Major news events of 1968

January 5
Dr. Benjamin Spock; William Sloan Coffin the chaplain of Yale University; novelist Mitchell Goodman; Michael Ferber, a graduate student at Harvard; and Marcus Raskin a peace activist are indicted on charges of conspiracy to encourage violations of the draft laws by a grand jury in Boston. The charges are the result of actions taken at a protest rally the previous October at the Lincoln Memorial. The four will be convicted and Raskin acquitted on June 14th.

January 17
President Lyndon Baines Johnson (1908-1973) delivers the State of the Union Address.

January 23
North Korean patrol boats capture the USS Pueblo, a US Navy intelligence gathering vessel and its 83 man crew on charges of violating the communist country's twelve-mile territorial limit. This crisis would dog the US foreign policy team for 11 months, with the crew of the Pueblo finally gaining freedom on December 22.

January 31
At half-past midnight on Wednesday morning the North Vietnamese launch the Tet offensive at Nha Trang. Nearly 70,000 North Vietnamese troops will take part in this broad action, taking the battle from the jungles to the cities. The offensive will carry on for weeks and is seen as a major turning point for the American attitude toward the war. At 2:45 that morning the US embassy in Saigon is invaded and held until 9:15AM.

- [Collected data]
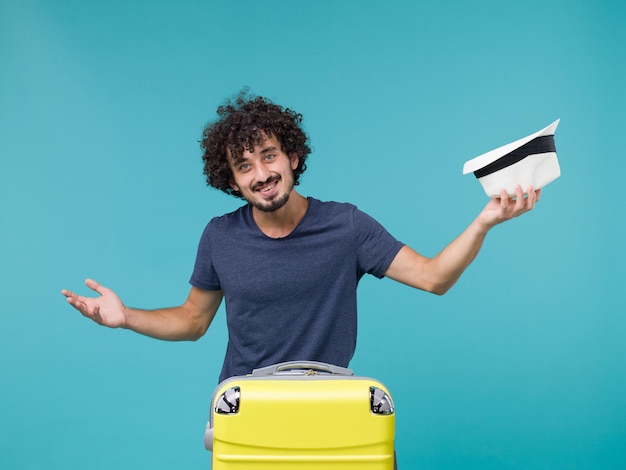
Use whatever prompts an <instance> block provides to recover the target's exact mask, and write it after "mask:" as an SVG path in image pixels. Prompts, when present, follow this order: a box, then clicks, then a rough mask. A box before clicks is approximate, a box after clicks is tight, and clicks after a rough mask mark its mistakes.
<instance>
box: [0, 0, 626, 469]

- [Work order] Write what follows the January 31 entry in the timeline of major 1968 news events, keeping the same dated-entry format.

- [Output below]
February 1
During police actions following the first day of the Tet offensive, Gen Nguyen Ngoc Loan a south Vietnamese security official is captured on film executing a Viet Cong prisoner by American photographer Eddie Adams. The Pulitzer Prize-winning photograph becomes yet another rallying point for anti-war protestors. Despite later claims that the prisoner had been accused of murdering a Saigon police officer and his family, the image seems to call into question everything claimed and assumed about the Amrican allies, the South Vietnamese.

February 2
Richard Nixon, a republican from California, enters the New Hampshire primary and declares his presidential candidacy.

February 4
Martin Luther King Jr. delivers a sermon at his Ebenezer Baptist Church in Atlanta which will come to be seen as prophetic. His speech contains what amounts to his own eulogy. After his death, he says, "I'd like somebody to mention that day that Martin Luther King Jr. tried to give his life serving others. I'd like for somebody to say that day that Martin Luther King Jr. tried to love somebody... that I tried to love and serve humanity,. Yes, if you want to, say that I was a drum major for peace... for righteousness."

February 7
International reporters arrive at the embattled city of Ben Tre in South Vietnam. Peter Arnett, then of the Associated Press, writes a dispatch quoting an unnamed US major as saying, "It became necessary to destroy the town to save it." The quote runs nationwide the next day in Arnett's report.

February 18
The US State Department announces the highest US casualty toll of the Vietnam War. The previous week saw 543 Americans killed in action, and 2547 wounded.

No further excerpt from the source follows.